▶ **Selected passage**:
####
Improving structural similarity based virtual screening using background knowledge

Girschick, Tobias; Puchbauer, Lucia; Kramer, Stefan

doi:10.1186/1758-2946-5-50

Research article
Open access
Published: 16 December 2013

Improving structural similarity based virtual screening using background knowledge

Tobias Girschick¹,
Lucia Puchbauer¹ &
Stefan Kramer²

Journal of Cheminformatics volume 5, Article number: 50 (2013) Cite this article

2935 Accesses
1 Citations
1 Altmetric
Metrics details

Abstract

Background

Virtual screening in the form of similarity rankings is often applied in the early drug discovery process to rank and prioritize compounds from a database. This similarity ranking can be achieved with structural similarity measures. However, their general nature can lead to insufficient performance in some application cases. In this paper, we provide a link between ranking-based virtual screening and fragment-based data mining methods. The inclusion of binding-relevant background knowledge into a structural similarity measure improves the quality of the similarity rankings. This background knowledge in the form of binding relevant substructures can either be derived by hand selection or by automated fragment-based data mining methods.

Results

In virtual screening experiments we show that our approach clearly improves enrichment factors with both applied variants of our approach: the extension of the structural similarity measure with background knowledge in the form of a hand-selected relevant substructure or the extension of the similarity measure with background knowledge derived with data mining methods.

Conclusion

Our study shows that adding binding relevant background knowledge can lead to significantly improved similarity rankings in virtual screening and that even basic data mining approaches can lead to competitive results making hand-selection of the background knowledge less crucial. This is especially important in drug discovery and development projects where no receptor structure is available or more frequently no verified binding mode is known and mostly ligand based approaches can be applied to generate hit compounds.
####
Reproduce verbatim the portion of the virtual screening abstract between "Virtual screening in" and "automated fragment-based data mining methods.", inclusive.
####
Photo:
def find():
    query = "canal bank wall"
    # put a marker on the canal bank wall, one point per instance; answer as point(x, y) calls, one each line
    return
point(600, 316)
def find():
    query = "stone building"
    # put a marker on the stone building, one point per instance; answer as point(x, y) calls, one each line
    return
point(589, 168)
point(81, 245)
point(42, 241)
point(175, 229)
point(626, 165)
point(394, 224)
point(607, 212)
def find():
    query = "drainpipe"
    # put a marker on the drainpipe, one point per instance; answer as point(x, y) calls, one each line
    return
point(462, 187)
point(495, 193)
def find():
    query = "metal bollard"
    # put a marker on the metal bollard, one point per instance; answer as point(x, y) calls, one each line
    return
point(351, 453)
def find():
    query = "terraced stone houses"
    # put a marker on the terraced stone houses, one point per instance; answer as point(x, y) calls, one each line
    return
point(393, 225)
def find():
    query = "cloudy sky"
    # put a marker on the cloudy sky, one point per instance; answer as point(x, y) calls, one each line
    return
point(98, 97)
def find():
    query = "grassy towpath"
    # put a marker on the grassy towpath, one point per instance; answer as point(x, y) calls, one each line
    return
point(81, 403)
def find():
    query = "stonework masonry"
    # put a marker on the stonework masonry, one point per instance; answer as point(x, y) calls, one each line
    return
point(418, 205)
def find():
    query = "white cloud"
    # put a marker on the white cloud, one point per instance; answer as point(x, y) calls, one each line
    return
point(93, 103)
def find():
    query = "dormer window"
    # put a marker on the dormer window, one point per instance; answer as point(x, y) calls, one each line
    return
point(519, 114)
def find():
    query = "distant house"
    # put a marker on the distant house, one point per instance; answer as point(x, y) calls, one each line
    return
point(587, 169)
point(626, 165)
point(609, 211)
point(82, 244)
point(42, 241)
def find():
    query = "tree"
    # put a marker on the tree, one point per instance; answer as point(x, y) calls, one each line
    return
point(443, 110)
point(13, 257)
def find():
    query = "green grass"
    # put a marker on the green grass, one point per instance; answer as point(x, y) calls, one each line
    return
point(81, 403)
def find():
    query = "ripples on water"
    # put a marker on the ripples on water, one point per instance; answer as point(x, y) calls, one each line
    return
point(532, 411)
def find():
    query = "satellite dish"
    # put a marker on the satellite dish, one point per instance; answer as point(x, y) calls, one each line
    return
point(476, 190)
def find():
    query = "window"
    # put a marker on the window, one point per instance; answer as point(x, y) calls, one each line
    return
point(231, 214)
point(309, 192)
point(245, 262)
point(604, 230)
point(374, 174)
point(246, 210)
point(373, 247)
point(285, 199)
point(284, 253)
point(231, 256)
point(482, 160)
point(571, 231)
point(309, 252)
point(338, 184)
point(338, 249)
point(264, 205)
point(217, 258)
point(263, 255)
####
▶ **Task result**:
Virtual screening in the form of similarity rankings is often applied in the early drug discovery process to rank and prioritize compounds from a database. This similarity ranking can be achieved with structural similarity measures. However, their general nature can lead to insufficient performance in some application cases. In this paper, we provide a link between ranking-based virtual screening and fragment-based data mining methods. The inclusion of binding-relevant background knowledge into a structural similarity measure improves the quality of the similarity rankings. This background knowledge in the form of binding relevant substructures can either be derived by hand selection or by automated fragment-based data mining methods.